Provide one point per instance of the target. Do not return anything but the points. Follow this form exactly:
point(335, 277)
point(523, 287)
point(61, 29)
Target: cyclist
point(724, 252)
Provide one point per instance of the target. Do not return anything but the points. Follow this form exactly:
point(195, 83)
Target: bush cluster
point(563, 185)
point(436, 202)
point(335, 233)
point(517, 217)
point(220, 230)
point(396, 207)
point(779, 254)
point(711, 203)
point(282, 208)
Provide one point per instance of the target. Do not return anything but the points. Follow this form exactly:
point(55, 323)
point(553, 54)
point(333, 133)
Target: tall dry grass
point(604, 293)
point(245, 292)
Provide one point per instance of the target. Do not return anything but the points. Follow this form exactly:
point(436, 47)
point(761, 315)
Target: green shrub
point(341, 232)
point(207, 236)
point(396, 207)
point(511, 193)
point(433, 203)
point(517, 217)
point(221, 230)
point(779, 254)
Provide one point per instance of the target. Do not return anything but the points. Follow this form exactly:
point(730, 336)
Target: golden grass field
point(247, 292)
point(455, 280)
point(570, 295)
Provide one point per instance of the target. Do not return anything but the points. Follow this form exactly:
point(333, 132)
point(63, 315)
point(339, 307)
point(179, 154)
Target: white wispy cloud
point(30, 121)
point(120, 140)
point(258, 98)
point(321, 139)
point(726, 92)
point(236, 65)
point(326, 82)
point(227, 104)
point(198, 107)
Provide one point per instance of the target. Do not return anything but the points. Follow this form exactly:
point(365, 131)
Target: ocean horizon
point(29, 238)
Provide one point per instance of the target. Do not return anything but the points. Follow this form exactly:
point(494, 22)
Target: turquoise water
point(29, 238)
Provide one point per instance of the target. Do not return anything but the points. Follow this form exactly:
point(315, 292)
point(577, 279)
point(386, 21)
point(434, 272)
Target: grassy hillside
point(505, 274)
...
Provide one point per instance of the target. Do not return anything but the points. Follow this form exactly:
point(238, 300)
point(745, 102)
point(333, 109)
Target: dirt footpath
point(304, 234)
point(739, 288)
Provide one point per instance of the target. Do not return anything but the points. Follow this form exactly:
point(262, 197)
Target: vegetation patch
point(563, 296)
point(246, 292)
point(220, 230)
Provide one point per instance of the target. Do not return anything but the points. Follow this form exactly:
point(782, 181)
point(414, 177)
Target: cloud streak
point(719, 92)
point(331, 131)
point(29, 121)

What you will do> Restate word for word only the lines above from the line containing "point(55, 323)" to the line containing "point(365, 131)", both of them included.

Solution for this problem>
point(55, 323)
point(553, 54)
point(333, 133)
Target: tall dry grass
point(604, 293)
point(245, 292)
Provide one point per instance of the target. Do not return anything but the points. Follow this form exactly:
point(436, 47)
point(761, 315)
Target: green shrub
point(341, 232)
point(207, 236)
point(396, 207)
point(511, 193)
point(433, 203)
point(517, 217)
point(221, 230)
point(779, 254)
Provide one point per instance of the target. Do not return anything but the points. Follow this form exactly:
point(730, 336)
Target: golden grass field
point(247, 292)
point(455, 280)
point(570, 295)
Provide one point per instance of the target. Do not return anything but the points. Follow this form exactly:
point(333, 132)
point(63, 315)
point(339, 307)
point(179, 154)
Target: white wispy cloud
point(30, 121)
point(120, 140)
point(258, 98)
point(321, 139)
point(726, 92)
point(236, 65)
point(326, 82)
point(227, 104)
point(198, 107)
Provide one point per instance of the target. Do not return anything but the points. Follow this form exactly:
point(365, 131)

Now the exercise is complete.